#### WORK TO COMPLETE:
Count the lines of the entries below that contain the string "grassy", and reply with the number alone.

#### DATASET:
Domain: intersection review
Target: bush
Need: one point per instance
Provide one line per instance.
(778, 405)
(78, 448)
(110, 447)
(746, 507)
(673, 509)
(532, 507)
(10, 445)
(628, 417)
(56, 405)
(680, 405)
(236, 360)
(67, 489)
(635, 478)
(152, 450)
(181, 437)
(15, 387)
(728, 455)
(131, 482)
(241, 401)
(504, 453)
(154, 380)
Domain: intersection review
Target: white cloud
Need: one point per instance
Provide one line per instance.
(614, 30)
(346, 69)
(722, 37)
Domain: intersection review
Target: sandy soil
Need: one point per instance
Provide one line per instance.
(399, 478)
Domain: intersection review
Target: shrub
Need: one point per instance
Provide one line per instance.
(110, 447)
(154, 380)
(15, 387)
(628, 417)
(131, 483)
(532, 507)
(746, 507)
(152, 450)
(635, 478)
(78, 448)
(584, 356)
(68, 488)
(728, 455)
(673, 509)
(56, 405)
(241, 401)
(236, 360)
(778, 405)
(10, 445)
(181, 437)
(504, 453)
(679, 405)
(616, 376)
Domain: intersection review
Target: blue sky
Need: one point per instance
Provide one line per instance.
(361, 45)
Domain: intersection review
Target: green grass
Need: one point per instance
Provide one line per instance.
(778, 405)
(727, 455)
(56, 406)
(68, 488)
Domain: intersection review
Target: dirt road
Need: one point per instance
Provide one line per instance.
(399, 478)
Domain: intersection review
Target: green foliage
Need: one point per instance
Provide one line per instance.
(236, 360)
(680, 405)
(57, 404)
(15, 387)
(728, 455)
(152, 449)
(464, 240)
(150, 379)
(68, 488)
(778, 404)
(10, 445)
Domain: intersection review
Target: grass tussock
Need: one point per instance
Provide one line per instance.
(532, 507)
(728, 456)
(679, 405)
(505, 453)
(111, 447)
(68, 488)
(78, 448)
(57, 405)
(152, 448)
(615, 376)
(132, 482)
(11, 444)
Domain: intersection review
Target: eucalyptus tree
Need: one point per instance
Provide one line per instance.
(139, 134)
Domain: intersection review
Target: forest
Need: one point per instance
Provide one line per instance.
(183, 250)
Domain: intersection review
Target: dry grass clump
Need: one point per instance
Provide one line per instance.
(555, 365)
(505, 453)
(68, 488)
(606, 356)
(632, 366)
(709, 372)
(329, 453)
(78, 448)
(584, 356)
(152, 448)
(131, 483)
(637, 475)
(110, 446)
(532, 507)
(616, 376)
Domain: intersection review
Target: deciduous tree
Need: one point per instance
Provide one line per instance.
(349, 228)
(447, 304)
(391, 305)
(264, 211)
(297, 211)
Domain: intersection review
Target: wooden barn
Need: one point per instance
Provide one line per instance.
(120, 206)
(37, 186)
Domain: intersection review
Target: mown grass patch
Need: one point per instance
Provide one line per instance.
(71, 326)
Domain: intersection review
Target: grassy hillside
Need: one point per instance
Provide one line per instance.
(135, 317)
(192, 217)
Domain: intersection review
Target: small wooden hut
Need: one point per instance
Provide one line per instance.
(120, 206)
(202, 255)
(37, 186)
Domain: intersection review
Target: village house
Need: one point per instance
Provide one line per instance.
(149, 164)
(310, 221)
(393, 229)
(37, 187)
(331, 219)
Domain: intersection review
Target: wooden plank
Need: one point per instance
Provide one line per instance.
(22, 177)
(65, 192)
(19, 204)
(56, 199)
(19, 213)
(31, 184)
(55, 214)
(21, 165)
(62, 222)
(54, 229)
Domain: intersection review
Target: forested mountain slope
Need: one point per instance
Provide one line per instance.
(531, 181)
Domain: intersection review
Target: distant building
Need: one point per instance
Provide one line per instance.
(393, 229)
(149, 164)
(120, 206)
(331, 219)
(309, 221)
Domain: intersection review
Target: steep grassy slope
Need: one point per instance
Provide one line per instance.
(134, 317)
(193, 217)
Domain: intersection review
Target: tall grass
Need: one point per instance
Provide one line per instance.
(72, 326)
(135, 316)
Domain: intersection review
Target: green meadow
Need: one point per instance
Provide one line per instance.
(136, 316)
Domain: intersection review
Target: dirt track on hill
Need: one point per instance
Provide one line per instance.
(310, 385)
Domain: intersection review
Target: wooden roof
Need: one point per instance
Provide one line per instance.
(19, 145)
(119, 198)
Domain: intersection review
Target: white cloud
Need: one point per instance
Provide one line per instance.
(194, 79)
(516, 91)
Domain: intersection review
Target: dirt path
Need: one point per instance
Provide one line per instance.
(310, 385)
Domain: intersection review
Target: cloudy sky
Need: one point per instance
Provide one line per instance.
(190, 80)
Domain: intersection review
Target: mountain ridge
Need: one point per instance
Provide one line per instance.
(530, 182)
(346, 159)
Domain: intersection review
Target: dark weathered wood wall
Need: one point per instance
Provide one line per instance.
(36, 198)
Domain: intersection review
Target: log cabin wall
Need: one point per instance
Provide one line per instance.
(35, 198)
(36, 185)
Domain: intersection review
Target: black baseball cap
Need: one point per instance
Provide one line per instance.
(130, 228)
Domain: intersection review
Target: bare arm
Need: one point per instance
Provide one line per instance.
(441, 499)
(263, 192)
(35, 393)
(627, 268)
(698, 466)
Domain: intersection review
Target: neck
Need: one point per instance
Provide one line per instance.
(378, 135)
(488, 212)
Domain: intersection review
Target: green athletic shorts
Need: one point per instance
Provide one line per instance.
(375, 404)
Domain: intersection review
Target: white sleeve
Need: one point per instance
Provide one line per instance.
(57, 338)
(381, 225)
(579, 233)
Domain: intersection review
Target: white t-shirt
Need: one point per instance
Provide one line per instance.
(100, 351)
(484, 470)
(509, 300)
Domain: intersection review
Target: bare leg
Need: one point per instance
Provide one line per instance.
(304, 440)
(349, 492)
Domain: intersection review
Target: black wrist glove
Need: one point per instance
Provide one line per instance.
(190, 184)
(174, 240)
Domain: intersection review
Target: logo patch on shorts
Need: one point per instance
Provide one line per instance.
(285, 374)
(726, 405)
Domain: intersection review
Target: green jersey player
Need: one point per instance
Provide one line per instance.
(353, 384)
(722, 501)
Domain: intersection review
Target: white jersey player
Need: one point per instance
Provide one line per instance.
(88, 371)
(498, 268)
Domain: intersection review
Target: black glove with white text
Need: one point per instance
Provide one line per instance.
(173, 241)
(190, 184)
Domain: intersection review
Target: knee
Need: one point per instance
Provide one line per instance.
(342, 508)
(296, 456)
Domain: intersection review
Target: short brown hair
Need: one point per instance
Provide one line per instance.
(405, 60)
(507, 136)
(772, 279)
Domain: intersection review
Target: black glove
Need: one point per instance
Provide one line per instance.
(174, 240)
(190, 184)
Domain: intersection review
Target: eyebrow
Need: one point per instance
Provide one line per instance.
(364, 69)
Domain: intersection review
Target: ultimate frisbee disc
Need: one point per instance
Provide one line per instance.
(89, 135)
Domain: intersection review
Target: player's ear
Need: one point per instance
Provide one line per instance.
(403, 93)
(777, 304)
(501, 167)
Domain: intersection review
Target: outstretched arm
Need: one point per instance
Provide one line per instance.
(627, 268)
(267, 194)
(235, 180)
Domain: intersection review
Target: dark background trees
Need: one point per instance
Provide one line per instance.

#### REPLY:
2